- **Document**:

-*-

It is absolutely irresistible to take many, many photos of oneself screaming and running from birds. There is Tippi Hedren wine available for thirty dollars.

It’s heartbreakingly beautiful there, in particular by the ocean and the bay. The church is a little bit inland, in the town center where it feels like the west.

I drove out to Santa Rosa to visit my aunt, listening to bad satellite radio the whole way, but at one point the new Jens Lekman came on, “I Know What Love Isn’t,” and it was pretty perfect. Jens Lekman really works when you’re driving through wine country, winding back and forth down dusty roads, looking at flora and cows.

I am not going to try to be eloquent on why I like The Emperor’s Children by Claire Messud; needless to say, it manages a really tricky balance of very funny satire and real emotional devastation and grows in my estimation as I reread it, year by year. It also gets a little bit creepier when you’re closer to a Danielle than a Bootie. (Even if arguably you should not be a Bootie, but it is so easy to understand a Bootie. Philosophically, however, in life I am not going to be a Bootie anymore.)

Thank goodness that the film version by Noah Baumbach never got off the ground, and thank goodness Jonah Hill is getting too old to be Bootie (although I sort of imagine him as Bootie, a little). I couldn’t imagine him getting the cold harshness of upstate New York right, the way that it’s diametrically opposed to everything in New York City. I don’t feel like a lot of Baumbach’s films are sympathetic and empathetic to people, particularly the ones in his “fancy director” period, they’re simply sour.

Last I heard the guy who did Crazy Heart, the Jeff Bridges got an Oscar movie, may do it, and Rachel McAdams may be in it, but whether it happens, who knows. I wonder whether it could be a good movie - it would need the right tone of empathy and irony, following often silly people, but serious enough to make Bootie into a terrifying phoenix. It would be very tricky to get right, but if you did, it could be a classic (that will likely never be better than the book), which has to be irresistible.

Some thoughts on books

Remember that old Chinese curse, “May you live in extraordinary times?” I was reminded of that when I looked for Salman Rushdie’s memoir, Joseph Anton, at the bookstore. It is a hefty book, a 600-page document on that time that a fatwa was placed on Rushdie’s head, all because of his work, The Satanic Verses. Now, in this case, I was in a Barnes and Noble, and Joseph Anton was shelved in biography next to the new biography by former Bachelor-finalist Melissa Rycroft, My Reality, in bubblegum-type with lots of pink trim. It seemed, sort of, to be kind of the embodiment of the times: amazing, crazy things and stories are happening, and then there’s the weird surrealism and mundanity right next to it, of manufactured celebrity stories and how boring they are. It seemed like a particularly evocative and efficient juxtaposition. We live in extraordinary times; we live in boring times.

-*-

[Box-labeled dataset extracts]

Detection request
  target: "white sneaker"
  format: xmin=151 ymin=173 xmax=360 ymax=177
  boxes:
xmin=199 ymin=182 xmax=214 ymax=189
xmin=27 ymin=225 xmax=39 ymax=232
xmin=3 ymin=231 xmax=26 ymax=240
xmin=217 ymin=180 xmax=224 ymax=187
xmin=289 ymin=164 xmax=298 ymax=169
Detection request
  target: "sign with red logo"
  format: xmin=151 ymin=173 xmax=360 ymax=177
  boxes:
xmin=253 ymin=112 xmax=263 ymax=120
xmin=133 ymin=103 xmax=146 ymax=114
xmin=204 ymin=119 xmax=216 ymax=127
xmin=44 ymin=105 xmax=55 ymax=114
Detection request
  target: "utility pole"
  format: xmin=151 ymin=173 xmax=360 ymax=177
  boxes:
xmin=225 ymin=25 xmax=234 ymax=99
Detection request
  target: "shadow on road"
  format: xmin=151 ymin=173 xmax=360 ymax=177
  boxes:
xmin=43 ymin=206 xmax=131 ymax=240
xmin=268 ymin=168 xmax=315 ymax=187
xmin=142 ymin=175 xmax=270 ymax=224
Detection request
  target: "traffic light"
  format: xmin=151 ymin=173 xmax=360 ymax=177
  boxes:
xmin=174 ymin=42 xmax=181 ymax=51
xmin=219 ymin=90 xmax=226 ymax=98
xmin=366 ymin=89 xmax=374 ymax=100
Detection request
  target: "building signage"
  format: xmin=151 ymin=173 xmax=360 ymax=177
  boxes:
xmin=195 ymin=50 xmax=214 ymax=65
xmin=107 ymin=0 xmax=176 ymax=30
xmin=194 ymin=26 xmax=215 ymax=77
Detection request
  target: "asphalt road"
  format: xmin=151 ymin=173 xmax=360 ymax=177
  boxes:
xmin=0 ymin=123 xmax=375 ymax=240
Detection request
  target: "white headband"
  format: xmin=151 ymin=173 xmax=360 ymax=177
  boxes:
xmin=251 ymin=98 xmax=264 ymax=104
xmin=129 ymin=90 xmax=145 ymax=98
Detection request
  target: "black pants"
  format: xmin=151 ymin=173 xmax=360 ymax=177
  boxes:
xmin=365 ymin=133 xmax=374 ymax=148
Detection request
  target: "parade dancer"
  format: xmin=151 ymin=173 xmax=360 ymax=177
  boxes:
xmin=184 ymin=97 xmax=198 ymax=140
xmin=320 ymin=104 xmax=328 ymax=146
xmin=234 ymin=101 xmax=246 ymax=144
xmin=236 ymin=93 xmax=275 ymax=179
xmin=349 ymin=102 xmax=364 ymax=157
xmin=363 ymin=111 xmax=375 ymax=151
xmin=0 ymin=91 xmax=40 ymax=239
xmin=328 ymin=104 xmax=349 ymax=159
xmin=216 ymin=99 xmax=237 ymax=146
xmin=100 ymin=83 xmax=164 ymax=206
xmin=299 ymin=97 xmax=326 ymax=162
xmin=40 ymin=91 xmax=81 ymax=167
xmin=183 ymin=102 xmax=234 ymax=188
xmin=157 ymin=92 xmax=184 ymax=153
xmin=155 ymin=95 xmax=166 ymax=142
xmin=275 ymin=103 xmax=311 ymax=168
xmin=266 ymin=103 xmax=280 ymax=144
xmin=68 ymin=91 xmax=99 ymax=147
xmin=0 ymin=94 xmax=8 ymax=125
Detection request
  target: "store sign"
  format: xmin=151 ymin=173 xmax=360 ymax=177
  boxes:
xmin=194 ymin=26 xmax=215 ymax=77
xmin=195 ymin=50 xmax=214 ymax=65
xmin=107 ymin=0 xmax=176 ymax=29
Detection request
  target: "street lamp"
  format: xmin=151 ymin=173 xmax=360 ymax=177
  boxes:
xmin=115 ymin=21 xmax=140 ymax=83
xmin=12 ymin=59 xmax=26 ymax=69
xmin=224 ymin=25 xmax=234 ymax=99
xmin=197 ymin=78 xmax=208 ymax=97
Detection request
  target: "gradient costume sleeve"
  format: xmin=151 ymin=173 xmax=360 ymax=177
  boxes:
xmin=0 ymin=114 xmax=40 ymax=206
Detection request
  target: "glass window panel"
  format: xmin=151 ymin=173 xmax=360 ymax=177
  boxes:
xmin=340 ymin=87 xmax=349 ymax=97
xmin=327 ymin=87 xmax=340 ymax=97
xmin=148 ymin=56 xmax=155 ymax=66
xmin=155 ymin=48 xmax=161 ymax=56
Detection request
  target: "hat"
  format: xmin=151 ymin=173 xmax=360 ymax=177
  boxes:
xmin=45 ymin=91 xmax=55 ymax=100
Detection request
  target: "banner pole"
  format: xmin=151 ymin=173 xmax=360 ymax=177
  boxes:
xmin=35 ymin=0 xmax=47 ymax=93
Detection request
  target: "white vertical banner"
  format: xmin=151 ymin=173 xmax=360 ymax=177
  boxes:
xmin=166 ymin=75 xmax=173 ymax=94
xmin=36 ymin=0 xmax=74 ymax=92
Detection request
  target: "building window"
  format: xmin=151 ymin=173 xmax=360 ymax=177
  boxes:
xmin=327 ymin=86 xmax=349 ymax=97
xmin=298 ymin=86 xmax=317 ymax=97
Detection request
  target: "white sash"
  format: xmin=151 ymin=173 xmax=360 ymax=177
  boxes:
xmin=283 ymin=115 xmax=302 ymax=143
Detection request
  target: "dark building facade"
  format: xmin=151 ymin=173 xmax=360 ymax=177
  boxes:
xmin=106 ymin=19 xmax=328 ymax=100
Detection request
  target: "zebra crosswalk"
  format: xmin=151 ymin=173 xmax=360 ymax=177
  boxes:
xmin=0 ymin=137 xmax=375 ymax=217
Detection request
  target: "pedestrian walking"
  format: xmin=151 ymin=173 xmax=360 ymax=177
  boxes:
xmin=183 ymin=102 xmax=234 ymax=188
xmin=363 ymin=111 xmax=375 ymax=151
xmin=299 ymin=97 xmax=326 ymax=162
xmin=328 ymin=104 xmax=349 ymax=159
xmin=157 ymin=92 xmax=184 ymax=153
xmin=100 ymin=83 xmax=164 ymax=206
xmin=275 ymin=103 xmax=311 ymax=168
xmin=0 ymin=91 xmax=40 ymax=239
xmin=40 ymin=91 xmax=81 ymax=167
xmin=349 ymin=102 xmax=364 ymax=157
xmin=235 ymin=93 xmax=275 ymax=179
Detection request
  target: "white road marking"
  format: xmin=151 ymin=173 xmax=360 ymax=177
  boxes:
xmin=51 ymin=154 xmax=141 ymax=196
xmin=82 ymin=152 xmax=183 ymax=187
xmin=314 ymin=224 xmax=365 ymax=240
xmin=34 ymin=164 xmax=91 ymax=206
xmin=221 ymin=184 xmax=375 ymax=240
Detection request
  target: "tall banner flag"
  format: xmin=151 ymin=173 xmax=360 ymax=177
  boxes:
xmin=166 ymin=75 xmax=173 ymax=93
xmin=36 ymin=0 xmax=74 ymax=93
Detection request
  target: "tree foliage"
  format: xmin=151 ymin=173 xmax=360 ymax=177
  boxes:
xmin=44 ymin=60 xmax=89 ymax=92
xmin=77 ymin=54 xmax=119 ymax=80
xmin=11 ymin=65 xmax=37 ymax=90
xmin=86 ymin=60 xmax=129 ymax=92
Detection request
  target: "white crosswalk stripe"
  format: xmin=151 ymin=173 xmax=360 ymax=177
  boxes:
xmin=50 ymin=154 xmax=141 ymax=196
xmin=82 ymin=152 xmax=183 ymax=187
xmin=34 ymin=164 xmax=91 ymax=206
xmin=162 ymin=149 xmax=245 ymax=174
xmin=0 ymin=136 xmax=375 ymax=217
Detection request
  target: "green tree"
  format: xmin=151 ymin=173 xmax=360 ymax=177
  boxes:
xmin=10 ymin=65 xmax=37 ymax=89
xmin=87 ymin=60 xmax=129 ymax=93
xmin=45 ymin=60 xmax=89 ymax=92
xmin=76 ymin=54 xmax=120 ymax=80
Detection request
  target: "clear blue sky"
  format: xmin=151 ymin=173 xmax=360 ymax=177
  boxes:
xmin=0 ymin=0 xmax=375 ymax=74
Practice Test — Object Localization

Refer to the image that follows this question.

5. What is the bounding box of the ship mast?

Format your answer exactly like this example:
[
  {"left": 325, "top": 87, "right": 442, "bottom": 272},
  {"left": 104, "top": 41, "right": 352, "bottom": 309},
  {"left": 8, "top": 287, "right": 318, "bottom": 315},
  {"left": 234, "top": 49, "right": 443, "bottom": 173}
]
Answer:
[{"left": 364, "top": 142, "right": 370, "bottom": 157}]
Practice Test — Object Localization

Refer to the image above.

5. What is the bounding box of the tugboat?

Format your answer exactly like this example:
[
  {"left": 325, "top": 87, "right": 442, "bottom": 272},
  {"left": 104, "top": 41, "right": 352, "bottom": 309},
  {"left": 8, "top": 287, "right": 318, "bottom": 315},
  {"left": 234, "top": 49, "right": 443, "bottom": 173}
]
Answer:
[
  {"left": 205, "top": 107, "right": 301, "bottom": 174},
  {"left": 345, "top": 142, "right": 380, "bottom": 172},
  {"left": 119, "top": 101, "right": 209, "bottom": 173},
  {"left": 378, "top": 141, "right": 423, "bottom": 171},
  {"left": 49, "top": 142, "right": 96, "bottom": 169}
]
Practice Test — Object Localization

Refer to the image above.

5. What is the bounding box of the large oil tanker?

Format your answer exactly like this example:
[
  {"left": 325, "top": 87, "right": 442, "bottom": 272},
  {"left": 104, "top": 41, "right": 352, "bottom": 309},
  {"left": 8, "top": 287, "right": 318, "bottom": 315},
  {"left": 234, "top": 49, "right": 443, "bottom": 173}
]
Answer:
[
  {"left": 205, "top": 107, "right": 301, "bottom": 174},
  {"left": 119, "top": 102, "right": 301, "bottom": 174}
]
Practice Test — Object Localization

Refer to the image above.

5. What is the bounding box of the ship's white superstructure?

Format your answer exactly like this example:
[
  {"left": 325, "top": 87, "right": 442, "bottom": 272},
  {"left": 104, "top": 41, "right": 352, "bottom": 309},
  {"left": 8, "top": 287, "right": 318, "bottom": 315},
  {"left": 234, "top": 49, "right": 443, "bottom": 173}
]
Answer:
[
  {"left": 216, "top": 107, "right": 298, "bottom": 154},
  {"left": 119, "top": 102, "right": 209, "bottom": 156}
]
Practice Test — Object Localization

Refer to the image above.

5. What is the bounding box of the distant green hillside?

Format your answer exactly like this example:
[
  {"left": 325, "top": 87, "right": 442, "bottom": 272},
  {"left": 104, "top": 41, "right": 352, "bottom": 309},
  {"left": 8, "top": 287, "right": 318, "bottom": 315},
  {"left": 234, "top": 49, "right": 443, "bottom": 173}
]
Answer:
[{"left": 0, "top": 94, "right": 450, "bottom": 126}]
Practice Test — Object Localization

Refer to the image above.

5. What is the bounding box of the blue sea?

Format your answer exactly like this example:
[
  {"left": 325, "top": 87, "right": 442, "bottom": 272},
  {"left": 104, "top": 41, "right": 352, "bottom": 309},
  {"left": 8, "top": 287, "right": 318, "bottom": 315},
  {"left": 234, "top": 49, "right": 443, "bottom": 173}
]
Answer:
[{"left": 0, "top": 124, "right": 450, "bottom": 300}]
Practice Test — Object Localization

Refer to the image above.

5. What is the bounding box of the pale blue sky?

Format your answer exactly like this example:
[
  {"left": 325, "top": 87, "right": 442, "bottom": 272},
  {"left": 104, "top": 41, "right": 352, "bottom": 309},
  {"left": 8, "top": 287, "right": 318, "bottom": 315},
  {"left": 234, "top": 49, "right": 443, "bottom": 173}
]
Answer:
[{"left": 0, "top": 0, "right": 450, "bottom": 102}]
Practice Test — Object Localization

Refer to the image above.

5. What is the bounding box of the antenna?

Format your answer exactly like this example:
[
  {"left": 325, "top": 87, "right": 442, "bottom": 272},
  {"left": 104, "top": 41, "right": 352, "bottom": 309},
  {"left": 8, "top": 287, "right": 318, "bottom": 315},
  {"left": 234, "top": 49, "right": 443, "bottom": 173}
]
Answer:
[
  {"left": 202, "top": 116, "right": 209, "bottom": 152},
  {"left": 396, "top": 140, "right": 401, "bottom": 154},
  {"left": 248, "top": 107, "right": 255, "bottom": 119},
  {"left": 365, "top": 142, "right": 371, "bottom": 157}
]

-*-

- **Short problem 1**: In the blog post, which book was shelved next to Joseph Anton at the Barnes and Noble?
- **Short problem 2**: Carry the blog post forward from its final sentence, keeping the same personal, conversational voice.
None of the entries are needed for this work.

- **Final answer 1**: Melissa Rycroft's biography, My Reality.

- **Final answer 2**:
Of course, this is also why you should support your local independent bookstore, as they do you the favor of not stacking the horrible march of brainless celebrity tie-in books. If you’re a celebrity with a reality show, or a middling comedian with a twitter feed, you are, basically, the legacy application of getting a book deal, right? Other people writing, other people who’ve spent years working on being a good writer, just aren’t in your category or cohort. It sucks that these books are fairly unavoidable and very few of them are worthy reads. Worth spending any bit of time on.

Also, there’s a Shit Girls Say book, speaking of stuff that’s not funny. I feel like that has to make Shit My Dad Says seem like Chekov in comparison.

(I thought this NYT op-ed did a good job of explaining how the current unrest in the Middle East relates to Rushdie’s experience. It’s also interesting to note that despite how ugly free speech can be, banning those ideas would give them an illicit power and allure. How strange is it that a gross - and most importantly - fringe video no more competent than The Room is the chosen flashpoint for conflict?)

Someone more experienced than me probably has an idea of where the bookstore is going to go in the future - I know that I would be gutted if it were to go the way of the record store, but I suspect that, despite bad business models, that shouldn’t be the case, really. E-books to physical books aren’t a 1:1 in some ways and the idea of reading something longer than Gone Girl on my e-reader is semi-horrifying. (The world will always need a print copy of Infinite Jest and other behemoths.) And bookstores function as community centers as well, a place for ideas and learning and curiosity.

I just read Where’d You Go, Bernadette?, and it’s very funny at points and if Lauren Graham isn’t cast in the film version, I will eat my hat. You could make her a movie star with that role! Plus, she’s one of the few actresses who could pull off being depressed and hating a town and making it funny.

How is Joseph Anton, anyways?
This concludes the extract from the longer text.